Task description: Quote the data below word for word, beginning at the line containing "Exercise. Point out the upper" and ending at the line containing "[(145, 388), (218, 148), (126, 399), (208, 145)]", with both of those lines included.

Extracted information:
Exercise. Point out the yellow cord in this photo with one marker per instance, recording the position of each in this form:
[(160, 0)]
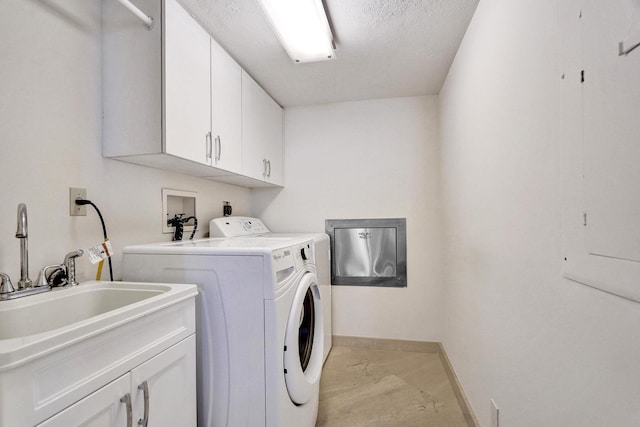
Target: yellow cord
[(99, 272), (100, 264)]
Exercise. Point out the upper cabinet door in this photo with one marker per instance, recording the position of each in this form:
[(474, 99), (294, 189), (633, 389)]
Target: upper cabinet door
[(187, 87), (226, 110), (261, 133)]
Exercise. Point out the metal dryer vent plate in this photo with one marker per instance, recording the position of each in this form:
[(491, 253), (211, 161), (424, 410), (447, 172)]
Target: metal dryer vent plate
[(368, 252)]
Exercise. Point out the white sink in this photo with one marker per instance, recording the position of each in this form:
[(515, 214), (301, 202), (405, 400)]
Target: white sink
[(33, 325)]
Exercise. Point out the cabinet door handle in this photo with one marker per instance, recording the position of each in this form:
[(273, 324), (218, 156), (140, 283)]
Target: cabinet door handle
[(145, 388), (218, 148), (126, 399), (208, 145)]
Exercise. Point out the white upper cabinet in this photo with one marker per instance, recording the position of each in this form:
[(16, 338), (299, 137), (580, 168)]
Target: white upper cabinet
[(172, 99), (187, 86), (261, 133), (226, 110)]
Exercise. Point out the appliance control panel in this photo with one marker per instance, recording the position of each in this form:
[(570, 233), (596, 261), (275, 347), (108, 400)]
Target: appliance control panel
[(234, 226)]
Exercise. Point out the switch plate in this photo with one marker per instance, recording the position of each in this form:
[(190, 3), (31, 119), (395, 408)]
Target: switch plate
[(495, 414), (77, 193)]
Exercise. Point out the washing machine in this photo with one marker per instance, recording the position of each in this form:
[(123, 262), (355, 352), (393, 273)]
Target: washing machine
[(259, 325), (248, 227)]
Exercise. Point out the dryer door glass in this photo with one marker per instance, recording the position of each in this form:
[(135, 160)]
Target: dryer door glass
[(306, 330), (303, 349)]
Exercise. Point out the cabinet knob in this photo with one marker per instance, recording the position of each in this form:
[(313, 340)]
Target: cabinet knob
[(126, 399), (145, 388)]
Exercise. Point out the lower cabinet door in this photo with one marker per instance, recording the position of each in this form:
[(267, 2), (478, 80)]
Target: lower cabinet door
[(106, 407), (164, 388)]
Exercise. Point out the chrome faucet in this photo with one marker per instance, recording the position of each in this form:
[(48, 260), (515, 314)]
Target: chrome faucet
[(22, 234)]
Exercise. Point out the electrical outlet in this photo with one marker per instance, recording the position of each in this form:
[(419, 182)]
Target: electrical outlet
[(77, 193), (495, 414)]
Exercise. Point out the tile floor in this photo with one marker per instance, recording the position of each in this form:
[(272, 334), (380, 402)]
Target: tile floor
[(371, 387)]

The reply:
Exercise. Point out the upper cabinet door in this photo with one marker per instance, recording the position of each in this form:
[(474, 99), (294, 189), (633, 389)]
Target: upper cabinet door
[(187, 87), (226, 110), (261, 133)]
Exercise. Point out the metal dryer vent plate in this photo with one marker per instance, recording the position of each in this form:
[(491, 253), (211, 161), (424, 410), (447, 172)]
Target: metal dryer vent plate
[(368, 252)]
Exercise. Point out the white sink in this photo with one marker per instance, recording the position of each in this form:
[(515, 214), (301, 202), (405, 400)]
Target: white sink
[(33, 325)]
Exercise. Point out the cabinet door handle in this photo with one marker per instance, recording the position of each in this form:
[(273, 324), (218, 156), (140, 283)]
Target: cabinet door handle
[(145, 388), (218, 148), (126, 399), (208, 145)]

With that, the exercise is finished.